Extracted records
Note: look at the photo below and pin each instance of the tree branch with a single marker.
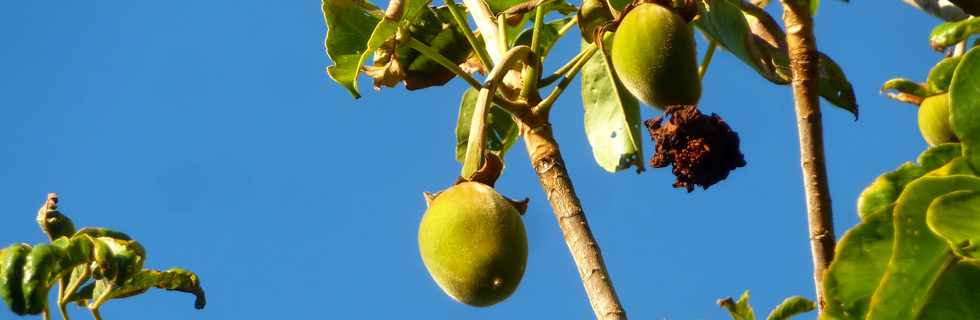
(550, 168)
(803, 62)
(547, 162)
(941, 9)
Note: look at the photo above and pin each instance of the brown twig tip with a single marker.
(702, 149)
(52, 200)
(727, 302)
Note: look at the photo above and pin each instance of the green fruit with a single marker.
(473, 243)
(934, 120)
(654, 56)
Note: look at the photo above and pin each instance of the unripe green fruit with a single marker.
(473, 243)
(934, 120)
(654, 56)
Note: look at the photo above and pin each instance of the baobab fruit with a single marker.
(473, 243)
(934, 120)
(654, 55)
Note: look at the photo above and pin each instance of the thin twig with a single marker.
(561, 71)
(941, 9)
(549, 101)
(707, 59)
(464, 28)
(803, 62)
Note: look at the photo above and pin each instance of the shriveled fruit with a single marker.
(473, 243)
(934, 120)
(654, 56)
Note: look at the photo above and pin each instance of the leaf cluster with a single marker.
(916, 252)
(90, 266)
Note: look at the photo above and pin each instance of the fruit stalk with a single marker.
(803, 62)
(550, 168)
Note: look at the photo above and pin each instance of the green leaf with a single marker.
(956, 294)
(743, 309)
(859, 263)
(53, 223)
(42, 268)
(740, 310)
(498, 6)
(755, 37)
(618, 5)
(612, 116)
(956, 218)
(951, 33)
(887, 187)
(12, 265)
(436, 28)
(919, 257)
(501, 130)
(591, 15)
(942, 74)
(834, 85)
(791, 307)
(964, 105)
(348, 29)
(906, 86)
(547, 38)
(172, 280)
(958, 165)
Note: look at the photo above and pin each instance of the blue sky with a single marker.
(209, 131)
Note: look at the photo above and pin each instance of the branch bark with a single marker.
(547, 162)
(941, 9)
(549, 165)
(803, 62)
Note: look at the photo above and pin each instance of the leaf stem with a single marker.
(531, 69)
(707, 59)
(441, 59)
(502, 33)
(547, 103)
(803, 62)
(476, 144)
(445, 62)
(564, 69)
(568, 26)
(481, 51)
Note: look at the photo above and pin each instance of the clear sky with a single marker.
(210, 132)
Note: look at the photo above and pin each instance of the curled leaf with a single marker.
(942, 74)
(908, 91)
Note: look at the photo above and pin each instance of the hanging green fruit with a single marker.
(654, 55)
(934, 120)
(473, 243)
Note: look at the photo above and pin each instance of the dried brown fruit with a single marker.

**Exercise directions**
Which lines run from the one containing "clear sky with a single marker." to the end of the entries above? Quote exactly those, and only those.

**Answer to this exercise**
Note: look at the photo above and pin each instance of the clear sky with a single marker.
(210, 132)
Note: look at the photo above and pin each instance of the curled leaf with a single marker.
(942, 74)
(908, 91)
Note: look at the photo above and pin each instance of the hanging green fruit with a single marker.
(654, 55)
(934, 120)
(473, 243)
Note: look at the photo above and pin each instance of the dried brown fruit with a single marker.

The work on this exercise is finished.